Substitute "Annotator note" for each occurrence of "Reviewer note" in the lines below, and reproduce everything else unchanged.
# START OF RECORDS FOR THE EXERCISE
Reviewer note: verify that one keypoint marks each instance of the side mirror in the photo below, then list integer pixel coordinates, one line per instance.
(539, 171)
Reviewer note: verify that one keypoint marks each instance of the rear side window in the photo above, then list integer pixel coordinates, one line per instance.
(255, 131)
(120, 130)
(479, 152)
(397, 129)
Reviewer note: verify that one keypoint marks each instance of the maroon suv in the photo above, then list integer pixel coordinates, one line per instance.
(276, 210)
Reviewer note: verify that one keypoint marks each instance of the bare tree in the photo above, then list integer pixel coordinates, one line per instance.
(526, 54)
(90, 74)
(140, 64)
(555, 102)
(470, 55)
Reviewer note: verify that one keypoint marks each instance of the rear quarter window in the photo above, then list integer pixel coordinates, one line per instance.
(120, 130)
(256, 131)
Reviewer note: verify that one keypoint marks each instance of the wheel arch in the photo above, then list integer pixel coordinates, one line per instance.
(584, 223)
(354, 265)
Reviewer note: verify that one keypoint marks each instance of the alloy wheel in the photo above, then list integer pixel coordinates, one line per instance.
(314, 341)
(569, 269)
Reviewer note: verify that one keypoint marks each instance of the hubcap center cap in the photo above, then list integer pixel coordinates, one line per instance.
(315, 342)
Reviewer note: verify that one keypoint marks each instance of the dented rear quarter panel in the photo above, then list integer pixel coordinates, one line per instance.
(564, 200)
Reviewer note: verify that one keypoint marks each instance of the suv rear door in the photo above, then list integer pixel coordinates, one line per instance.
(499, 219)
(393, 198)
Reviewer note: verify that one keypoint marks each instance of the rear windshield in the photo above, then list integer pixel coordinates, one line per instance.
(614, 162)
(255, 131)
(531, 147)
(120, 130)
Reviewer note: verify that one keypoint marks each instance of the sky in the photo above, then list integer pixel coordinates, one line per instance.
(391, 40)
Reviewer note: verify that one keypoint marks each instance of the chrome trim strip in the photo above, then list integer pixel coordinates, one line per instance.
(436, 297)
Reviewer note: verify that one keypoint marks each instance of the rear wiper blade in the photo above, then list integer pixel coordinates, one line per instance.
# END OF RECORDS FOR THE EXERCISE
◆ **FINISHED ANSWER**
Annotator note: verify that one keypoint marks each instance of the side mirror in the photo below, then list integer pixel coordinates, one line per instance.
(539, 171)
Annotator note: verify that one keypoint marks each instance of the rear side window in the photo above, then list integer pixel coordinates, one line per instance.
(255, 131)
(120, 130)
(479, 152)
(397, 129)
Annotator note: verify that one keypoint marks each instance of the maroon suv in the photo above, then list integer pixel coordinates, one line per instance.
(276, 210)
Annotator note: verify that one keypoint marks each instance of the bare tree in the photo above, then list integer pixel coordinates, one line per instance.
(526, 54)
(90, 74)
(140, 64)
(555, 102)
(470, 55)
Annotator note: verify that one keypoint marks each instance of the rear quarter window in the photo above, then list integer pixel coordinates, one line per instance.
(120, 130)
(256, 131)
Annotator note: verify that one keypoint marks each instance of the wheel arch in the photo above, then list integer pixel coordinates, one line per instance.
(584, 223)
(354, 265)
Annotator note: verify that one keypoint marks each instance of the alloy wheel in the photo above, then list integer pixel coordinates, one line per instance.
(314, 341)
(569, 269)
Annotator note: verify that one keypoint marks each instance of the hubcap center cap in the photo above, then list integer pixel coordinates, one line per instance.
(315, 342)
Annotator note: verify that one keypoint marks each instance of the dented rear quarter panel in the photo above, then list integer pixel coordinates, one line per instance.
(564, 200)
Annotator note: verify that one keypoint marks each instance of the suv rear door in the photo above, then list integer pixel coordinates, one line per instance.
(499, 219)
(393, 198)
Annotator note: verify that one keypoint marks each instance of the rear windshield in the photo above, then list integer pixel coordinates, one line per instance.
(614, 162)
(255, 131)
(531, 147)
(120, 130)
Annotator note: verify that one keypoint marks each instance of the sky in the photo above, then list integer pixel coordinates, one line per instance.
(391, 40)
Annotator note: verify that one keypoint marks each instance of the chrome trim strip in the photo above, then list integer pixel coordinates, one line per instance.
(436, 297)
Annotator note: verify that one keypoint marks each instance of the rear wiper blade in the photo above, then list integer pixel coordinates, one line per instance.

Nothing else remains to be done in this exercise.